- BRIEF:
From the article on grave robbing and medical knowledge, print the stretch from "Body snatching presented" through "through the tunnel.".

- DOCUMENT EXCERPT:

Medical Knowledge Used to Depend on Grave Robbing

blankLast week’s chilling discovery that bodies within Burr Oak Cemetery in Alsip, Illinois were routinely being dug up and moved so that the burial plots could be sold again offers an opportunity to remind Americans that it was only two hundred years ago that “resurrectionists” would routinely raid cemeteries in order to provide cadavers for dissection classes in medical schools.

Those who made their living procuring bodies usually started at the poorhouse. Sometimes they would send young women as mourners who would arrive at the almshouse and claim the body of their newly deceased “relatives.” Bribes to staff members–no fake mourner involved–were also successful at gaining access to unclaimed bodies not yet been put in the ground. If these methods did not provide enough cadavers to fill local needs, then resurrectionists paid off public officials or burial ground employees so that they could gain access to potters’ fields and other cemeteries

In any of the burial grounds, stealth was necessary in order to avoid getting caught by family members and cemetery employees who had not been bribed. The men dug quickly and used wooden spades to prevent the clanging sound of a metal one. The grave robbers mastered the art of unearthing just one end of the coffin and then they used a crowbar to pry open the top half of the lid (the weight of the earth on the other end of the coffin lid helped them snap the lid off). A rope was then put around the body so it could be dragged out. Resurrectionists prided themselves on leaving clothing and jewelry behind. Body snatching was only a misdemeanor; thievery of the belongings upgraded the crime to a felony.

Body snatching presented a terrible problem for the families of the deceased. They commonly set up watch over the body until burial, and later, relatives would take turns watching over the grave for a few days to be certain it was not dug up afterward. However, watching the grave was not foolproof. Some of the body snatchers were quite artful, and they devised a way to tunnel in to a recent grave after digging a hole a distance 15-20 feet away. The end of the coffin was then removed and the corpse was pulled out through the tunnel.

Recorded data

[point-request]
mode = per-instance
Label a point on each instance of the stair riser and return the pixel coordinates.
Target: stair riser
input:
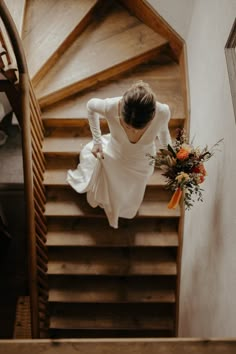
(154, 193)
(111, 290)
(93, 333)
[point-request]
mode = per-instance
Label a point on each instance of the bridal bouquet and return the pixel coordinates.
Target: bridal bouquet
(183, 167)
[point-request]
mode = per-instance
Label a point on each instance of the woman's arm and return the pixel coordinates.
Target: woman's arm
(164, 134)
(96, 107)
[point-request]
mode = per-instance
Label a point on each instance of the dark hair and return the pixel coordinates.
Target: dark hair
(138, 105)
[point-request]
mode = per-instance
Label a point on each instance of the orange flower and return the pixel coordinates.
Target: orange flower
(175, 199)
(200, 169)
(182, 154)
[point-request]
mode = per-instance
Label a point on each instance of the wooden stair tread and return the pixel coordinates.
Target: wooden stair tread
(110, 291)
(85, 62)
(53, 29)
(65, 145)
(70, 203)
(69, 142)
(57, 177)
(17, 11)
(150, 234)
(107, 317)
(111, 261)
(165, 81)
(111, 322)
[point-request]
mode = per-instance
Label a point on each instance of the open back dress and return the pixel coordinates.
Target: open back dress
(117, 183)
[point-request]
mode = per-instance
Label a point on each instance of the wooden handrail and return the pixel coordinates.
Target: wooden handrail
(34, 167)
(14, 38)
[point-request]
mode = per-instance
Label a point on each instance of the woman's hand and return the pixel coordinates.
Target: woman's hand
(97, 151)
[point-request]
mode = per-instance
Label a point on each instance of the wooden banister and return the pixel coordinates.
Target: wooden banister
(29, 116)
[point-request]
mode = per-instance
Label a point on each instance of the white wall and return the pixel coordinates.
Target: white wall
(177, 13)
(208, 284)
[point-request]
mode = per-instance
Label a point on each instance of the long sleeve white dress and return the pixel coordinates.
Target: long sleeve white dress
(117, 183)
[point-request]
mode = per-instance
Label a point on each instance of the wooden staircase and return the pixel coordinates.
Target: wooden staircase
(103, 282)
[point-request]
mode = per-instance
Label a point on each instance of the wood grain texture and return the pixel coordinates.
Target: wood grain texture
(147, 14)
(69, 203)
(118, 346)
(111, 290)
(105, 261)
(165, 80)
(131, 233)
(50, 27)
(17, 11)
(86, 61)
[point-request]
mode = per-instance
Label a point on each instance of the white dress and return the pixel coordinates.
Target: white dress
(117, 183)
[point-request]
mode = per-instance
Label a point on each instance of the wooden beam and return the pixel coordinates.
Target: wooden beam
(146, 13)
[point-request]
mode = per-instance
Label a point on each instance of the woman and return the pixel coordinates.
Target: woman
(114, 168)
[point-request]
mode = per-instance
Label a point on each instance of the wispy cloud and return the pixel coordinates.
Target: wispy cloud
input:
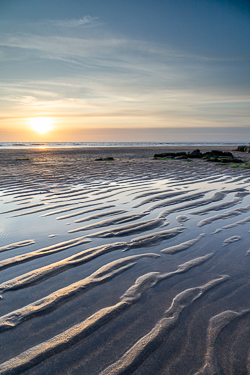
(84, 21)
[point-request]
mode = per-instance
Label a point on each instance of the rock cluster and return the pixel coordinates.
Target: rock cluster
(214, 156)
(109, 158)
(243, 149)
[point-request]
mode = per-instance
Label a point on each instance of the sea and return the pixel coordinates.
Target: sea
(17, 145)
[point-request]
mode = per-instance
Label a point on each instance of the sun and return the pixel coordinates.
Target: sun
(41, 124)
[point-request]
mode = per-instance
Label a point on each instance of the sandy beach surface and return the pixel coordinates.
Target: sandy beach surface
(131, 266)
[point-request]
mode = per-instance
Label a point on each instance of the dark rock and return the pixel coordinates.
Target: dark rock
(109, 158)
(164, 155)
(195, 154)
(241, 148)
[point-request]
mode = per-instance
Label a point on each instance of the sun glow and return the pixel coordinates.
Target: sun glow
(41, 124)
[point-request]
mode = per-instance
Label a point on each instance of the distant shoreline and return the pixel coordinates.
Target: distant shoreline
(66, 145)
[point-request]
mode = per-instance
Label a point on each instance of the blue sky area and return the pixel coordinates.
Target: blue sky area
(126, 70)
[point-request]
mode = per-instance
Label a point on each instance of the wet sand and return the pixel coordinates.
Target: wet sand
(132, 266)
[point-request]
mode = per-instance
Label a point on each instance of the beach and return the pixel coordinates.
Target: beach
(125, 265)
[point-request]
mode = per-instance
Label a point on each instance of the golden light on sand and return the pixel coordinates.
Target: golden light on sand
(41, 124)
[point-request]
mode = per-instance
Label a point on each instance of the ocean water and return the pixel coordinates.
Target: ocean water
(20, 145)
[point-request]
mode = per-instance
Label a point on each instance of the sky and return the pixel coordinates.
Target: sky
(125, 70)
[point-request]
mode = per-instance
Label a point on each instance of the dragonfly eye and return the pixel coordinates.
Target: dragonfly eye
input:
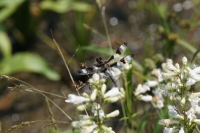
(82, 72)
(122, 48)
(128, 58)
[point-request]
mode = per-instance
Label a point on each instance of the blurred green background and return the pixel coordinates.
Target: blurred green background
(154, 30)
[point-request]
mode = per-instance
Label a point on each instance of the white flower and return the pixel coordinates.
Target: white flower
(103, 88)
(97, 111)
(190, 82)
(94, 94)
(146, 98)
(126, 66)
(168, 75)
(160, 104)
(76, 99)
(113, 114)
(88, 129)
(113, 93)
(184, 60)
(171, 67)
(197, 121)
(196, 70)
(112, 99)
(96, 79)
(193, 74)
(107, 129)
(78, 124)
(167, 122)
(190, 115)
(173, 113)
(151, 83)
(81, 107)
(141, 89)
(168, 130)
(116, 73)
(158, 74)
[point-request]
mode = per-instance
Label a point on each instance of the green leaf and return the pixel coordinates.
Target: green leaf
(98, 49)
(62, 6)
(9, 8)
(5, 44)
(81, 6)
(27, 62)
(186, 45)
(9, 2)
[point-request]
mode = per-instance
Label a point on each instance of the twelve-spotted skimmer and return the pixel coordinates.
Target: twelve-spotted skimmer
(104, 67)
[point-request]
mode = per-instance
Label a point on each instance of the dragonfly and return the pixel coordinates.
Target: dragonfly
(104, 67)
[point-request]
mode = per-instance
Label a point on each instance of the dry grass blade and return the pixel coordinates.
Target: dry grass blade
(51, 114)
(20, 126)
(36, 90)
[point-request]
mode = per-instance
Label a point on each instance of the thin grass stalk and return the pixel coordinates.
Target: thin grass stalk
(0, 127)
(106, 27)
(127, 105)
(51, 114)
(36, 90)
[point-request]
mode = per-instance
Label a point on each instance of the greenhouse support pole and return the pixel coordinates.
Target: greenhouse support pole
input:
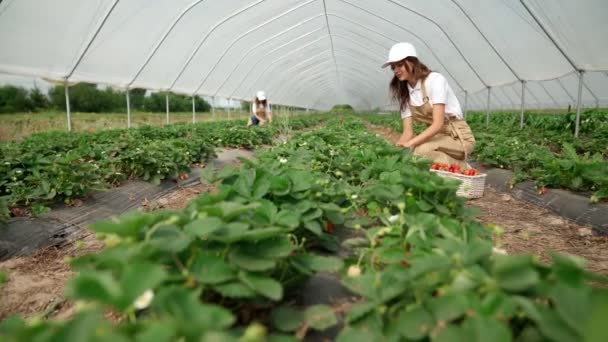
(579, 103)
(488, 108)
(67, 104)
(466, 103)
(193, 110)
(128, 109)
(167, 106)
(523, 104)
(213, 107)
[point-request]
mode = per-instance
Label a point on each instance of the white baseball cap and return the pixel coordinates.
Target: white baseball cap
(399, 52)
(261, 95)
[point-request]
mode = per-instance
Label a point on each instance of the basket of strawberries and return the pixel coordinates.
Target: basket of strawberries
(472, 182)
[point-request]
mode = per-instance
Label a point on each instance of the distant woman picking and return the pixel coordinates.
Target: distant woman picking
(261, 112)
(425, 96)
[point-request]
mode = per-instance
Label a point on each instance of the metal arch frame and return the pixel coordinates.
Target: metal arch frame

==

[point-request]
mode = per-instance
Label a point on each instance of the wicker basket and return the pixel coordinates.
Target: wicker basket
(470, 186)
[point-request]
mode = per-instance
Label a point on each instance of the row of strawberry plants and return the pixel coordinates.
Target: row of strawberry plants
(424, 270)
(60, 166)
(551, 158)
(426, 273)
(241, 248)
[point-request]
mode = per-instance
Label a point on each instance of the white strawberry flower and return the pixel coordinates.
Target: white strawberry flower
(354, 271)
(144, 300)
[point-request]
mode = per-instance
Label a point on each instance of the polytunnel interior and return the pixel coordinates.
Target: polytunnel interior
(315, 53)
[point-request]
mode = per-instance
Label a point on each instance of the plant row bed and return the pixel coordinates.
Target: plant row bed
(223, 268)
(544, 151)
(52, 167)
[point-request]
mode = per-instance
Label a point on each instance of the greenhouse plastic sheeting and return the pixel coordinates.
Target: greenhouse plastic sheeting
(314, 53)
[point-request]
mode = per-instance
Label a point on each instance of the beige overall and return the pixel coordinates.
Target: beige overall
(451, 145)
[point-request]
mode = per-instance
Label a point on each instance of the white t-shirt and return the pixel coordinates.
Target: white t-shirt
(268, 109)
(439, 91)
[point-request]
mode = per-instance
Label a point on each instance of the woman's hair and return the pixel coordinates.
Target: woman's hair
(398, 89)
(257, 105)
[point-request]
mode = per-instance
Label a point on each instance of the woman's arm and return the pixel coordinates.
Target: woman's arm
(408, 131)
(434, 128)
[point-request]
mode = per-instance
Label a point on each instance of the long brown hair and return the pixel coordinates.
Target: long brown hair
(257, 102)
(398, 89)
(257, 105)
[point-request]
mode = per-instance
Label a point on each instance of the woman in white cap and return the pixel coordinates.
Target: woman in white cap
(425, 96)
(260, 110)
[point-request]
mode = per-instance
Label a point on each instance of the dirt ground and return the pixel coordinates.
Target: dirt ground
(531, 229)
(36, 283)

...

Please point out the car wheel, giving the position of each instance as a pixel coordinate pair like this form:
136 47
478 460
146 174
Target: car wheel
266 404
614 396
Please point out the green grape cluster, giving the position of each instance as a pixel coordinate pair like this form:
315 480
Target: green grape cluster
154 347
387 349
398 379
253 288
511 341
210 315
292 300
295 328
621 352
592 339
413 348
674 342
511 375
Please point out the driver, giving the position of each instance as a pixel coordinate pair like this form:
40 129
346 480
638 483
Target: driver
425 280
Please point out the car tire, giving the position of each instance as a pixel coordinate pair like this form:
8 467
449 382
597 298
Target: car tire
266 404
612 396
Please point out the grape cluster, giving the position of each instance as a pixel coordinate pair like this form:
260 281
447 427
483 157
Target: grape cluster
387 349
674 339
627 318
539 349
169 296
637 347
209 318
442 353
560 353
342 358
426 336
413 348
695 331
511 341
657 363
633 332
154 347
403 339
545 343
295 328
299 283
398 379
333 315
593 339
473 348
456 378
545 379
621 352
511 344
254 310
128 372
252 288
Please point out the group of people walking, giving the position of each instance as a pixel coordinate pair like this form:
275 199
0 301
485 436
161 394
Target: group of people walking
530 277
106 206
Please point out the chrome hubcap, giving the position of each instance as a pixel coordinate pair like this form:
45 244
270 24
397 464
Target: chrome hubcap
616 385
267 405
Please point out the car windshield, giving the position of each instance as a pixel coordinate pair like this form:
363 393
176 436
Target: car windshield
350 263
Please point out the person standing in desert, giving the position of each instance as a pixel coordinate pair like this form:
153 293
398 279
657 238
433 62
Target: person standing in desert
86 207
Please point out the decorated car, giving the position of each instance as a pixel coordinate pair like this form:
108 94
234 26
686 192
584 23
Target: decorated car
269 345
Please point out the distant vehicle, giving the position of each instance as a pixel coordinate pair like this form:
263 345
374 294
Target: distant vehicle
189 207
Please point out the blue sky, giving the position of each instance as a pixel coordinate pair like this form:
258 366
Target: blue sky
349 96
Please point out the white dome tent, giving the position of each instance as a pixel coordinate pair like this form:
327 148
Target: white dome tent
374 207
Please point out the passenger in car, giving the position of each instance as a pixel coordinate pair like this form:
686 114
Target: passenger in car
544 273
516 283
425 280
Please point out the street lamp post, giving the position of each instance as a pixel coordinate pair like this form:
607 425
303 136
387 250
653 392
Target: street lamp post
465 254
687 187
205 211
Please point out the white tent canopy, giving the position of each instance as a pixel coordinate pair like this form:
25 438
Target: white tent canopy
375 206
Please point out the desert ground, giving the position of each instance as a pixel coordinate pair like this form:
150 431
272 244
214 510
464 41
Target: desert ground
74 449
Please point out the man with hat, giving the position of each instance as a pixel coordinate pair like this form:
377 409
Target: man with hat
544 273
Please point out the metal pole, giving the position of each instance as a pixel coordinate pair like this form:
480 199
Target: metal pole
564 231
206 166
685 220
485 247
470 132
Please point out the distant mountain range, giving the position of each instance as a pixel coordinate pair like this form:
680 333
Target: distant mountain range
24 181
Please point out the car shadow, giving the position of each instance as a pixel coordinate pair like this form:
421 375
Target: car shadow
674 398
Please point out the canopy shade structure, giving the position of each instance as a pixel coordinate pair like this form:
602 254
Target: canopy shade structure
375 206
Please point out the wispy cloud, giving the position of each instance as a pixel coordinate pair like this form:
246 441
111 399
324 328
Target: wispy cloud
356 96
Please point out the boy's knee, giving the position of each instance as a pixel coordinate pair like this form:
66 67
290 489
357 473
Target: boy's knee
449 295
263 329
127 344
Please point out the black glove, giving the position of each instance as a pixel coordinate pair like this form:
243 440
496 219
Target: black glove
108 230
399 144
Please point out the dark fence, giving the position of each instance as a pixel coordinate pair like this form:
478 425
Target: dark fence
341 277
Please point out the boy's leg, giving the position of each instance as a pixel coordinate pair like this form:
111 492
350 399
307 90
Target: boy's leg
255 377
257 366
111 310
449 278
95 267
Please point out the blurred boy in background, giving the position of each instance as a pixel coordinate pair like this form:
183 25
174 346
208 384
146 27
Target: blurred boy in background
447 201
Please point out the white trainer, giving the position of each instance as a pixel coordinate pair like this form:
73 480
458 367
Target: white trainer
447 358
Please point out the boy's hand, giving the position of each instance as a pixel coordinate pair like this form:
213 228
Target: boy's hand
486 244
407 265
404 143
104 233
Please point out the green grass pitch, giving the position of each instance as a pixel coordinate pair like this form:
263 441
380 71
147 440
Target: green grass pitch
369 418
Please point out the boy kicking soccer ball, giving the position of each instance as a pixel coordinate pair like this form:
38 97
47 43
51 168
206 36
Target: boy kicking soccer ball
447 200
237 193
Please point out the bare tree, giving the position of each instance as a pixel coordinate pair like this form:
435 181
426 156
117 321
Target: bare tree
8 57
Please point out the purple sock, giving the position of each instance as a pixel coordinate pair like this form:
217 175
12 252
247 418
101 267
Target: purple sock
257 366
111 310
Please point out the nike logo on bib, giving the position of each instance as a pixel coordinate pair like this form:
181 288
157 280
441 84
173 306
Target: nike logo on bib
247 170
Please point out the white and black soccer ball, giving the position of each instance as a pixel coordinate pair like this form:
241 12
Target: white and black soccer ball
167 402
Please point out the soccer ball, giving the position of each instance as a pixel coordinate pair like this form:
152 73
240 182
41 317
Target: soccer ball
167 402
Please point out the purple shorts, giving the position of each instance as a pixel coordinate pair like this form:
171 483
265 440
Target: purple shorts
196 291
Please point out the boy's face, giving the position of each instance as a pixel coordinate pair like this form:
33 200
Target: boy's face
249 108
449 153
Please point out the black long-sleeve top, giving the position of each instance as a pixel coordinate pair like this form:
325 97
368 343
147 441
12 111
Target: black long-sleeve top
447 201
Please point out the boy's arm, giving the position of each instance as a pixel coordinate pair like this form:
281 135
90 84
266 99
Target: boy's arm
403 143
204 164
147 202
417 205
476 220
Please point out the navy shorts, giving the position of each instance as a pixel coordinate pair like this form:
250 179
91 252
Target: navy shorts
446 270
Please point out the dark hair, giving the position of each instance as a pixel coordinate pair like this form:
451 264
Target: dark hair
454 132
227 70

- TASK RESULT:
Body snatching presented a terrible problem for the families of the deceased. They commonly set up watch over the body until burial, and later, relatives would take turns watching over the grave for a few days to be certain it was not dug up afterward. However, watching the grave was not foolproof. Some of the body snatchers were quite artful, and they devised a way to tunnel in to a recent grave after digging a hole a distance 15-20 feet away. The end of the coffin was then removed and the corpse was pulled out through the tunnel.